— Selected text —
■ ■ ■

When the display property curve 42A is displayed, a central line
45A (shown by a solid line in the figure) showing the position of
the reference CT value on the coordinate system 41 and two boundary
lines 46A (shown by broken lines in the figure) showing the
positions of respective two ends of the display property curve 42A
are simultaneously shown in the image display portion 25.
[0065] Positions of both ends of the display property curve 42A are
then designated. The designation of the positions of both ends is
performed by moving the boundary lines 46A displayed on the image
display portion 25 by a predetermined operation via a mouse or the
like. The CT values corresponding to the designated positions of
both ends are displayed on a display portion 56 displayed on the
image display portion 26 ("-50" and "50" in FIG. 4). Once the
designation of the positions of both ends has been performed, the
display property curve 42A whose shape has been changed accordingly
is set by the display property setting means and displayed on the
image display portion 25. In the case where the shape of the
display property curve 42A that has been set does not change and
only the position thereof on the coordinate system 41 changes, the
designation can be performed by moving the central line 45A
displayed on the image display portion 25 via a mouse or the
like.
[0066] The display property curve 42A establishes the relationship
between the image-constituting element group having CT values
within a range of from -50 to 50, from among the plurality of
image-constituting elements, and the first color 44A and the degree
of opaqueness thereof that are provided to the image-constituting
element group. Thus, the relationship is so established that in
FIG. 4 the first color 44A is provided at a ratio of a degree of
opaqueness of 1.0 (completely opaque) to the image-constituting
element having a CT value of -100 that is a reference CT value of
the display property curve 42A, the first color 44A is provided at
a ratio of a degree of opaqueness of 0.0 (completely transparent)

■ ■ ■

— Available data —
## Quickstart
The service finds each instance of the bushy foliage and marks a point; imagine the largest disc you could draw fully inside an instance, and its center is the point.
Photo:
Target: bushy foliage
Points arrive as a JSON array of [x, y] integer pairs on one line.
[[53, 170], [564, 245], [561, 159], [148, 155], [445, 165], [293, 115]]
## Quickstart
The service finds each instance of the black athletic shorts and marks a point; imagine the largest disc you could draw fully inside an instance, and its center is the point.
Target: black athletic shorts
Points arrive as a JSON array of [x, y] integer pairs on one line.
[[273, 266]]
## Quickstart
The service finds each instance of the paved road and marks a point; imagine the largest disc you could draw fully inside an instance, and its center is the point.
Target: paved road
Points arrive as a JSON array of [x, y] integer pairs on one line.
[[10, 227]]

■ ■ ■

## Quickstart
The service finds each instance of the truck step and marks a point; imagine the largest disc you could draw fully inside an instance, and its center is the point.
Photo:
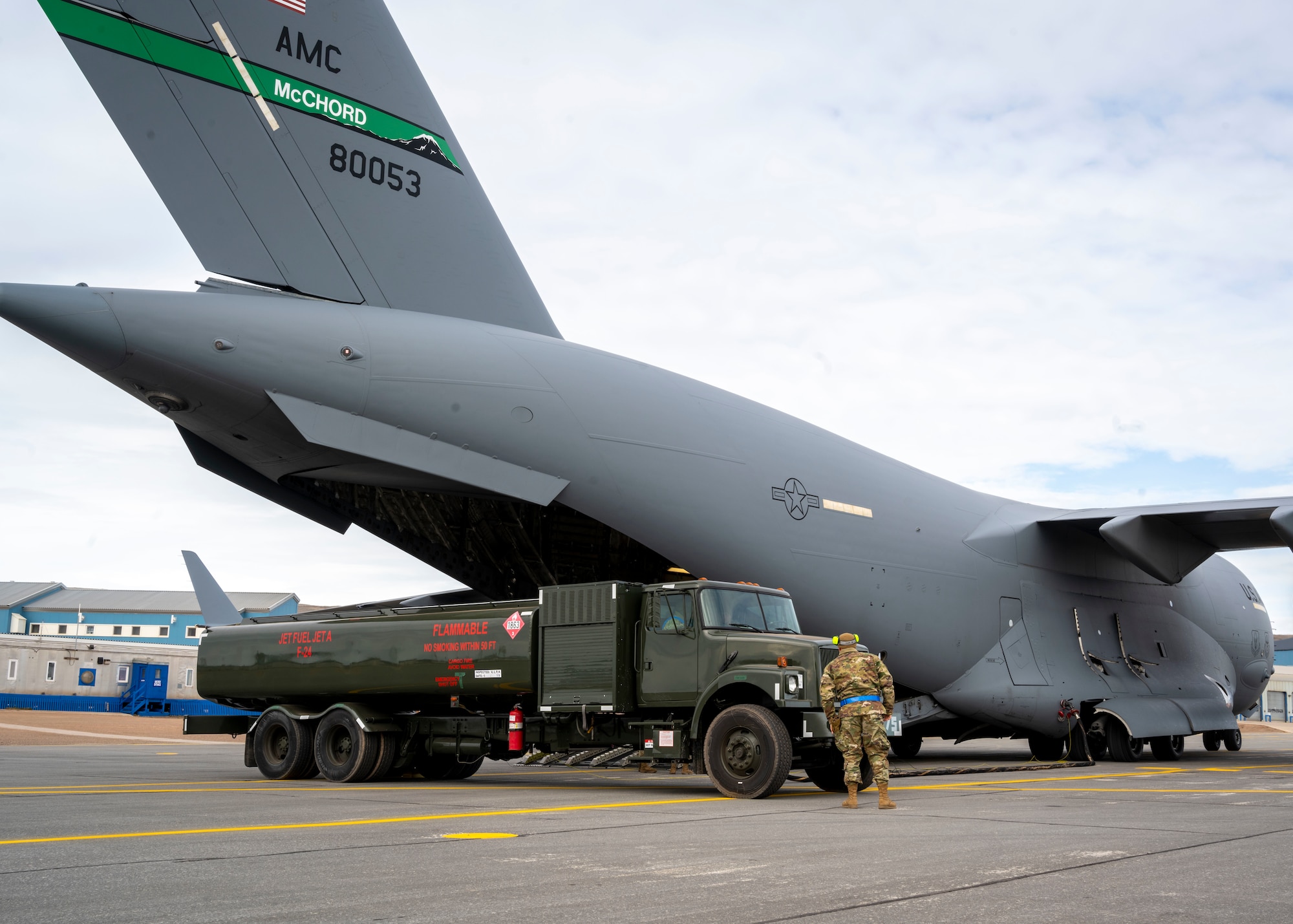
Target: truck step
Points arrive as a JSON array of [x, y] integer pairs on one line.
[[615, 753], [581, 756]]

■ ■ ■

— Work request 1 —
List every labeled component in the passage on the display property curve, each with its reference numeral.
— Work request 2 —
Carry on the passage about the display property curve from the point where it stops.

— Exercise result 1 —
coordinate system 41
display property curve 42A
first color 44A
central line 45A
boundary lines 46A
image display portion 25
image display portion 26
display portion 56

— Exercise result 2 —
to the image-constituting elements having CT values of -50 and 50
that are the boundary values at both ends, and the degree of
opaqueness designated by the shape of the display property curve
42A, that is the degree of opaqueness that is indicated by the U
point in the figure is provided to the image-constituting elements
having intermediate CT values, for example, the CT value indicated
by the S point.
[0067] Other display property curves 42B to 42D are set similarly
to the display property curve 42A and demonstrate identical
operation. A second color 44B (for example, blue), a central line
45B, and a boundary line 46B correspond to the display property
curve 42B, a third color 44C (for example, pink), a central line
45C, and a boundary line 46C correspond to the display property
curve 42C, and a fourth color 44D (for example, scarlet), a central
line 45D, and a boundary line 46D correspond to the display
property curve 42D.
[0068] These display property curves 42A to 42D are independent
from each other, and a specific curve can be moved or shape thereof
can be changed in the coordinate system 41. Where the display
property curves 42A to 42D are moved or shapes thereof are changed,
the color and degree of opaqueness provided to each
image-constituting element by the display property setting means
change, and the display state of the image within the region 35 of
interest (see FIG. 2) generated by the image conversion means
changes accordingly. These changes take place almost
simultaneously. Thus, by performing a designation operation that
changes the position or shape of the display property curves 42A to
42D on the coordinate system 41, the operator, e.g. a doctor, can
instantaneously distinguish the changes in the display state of the
image within the region 35 of interest.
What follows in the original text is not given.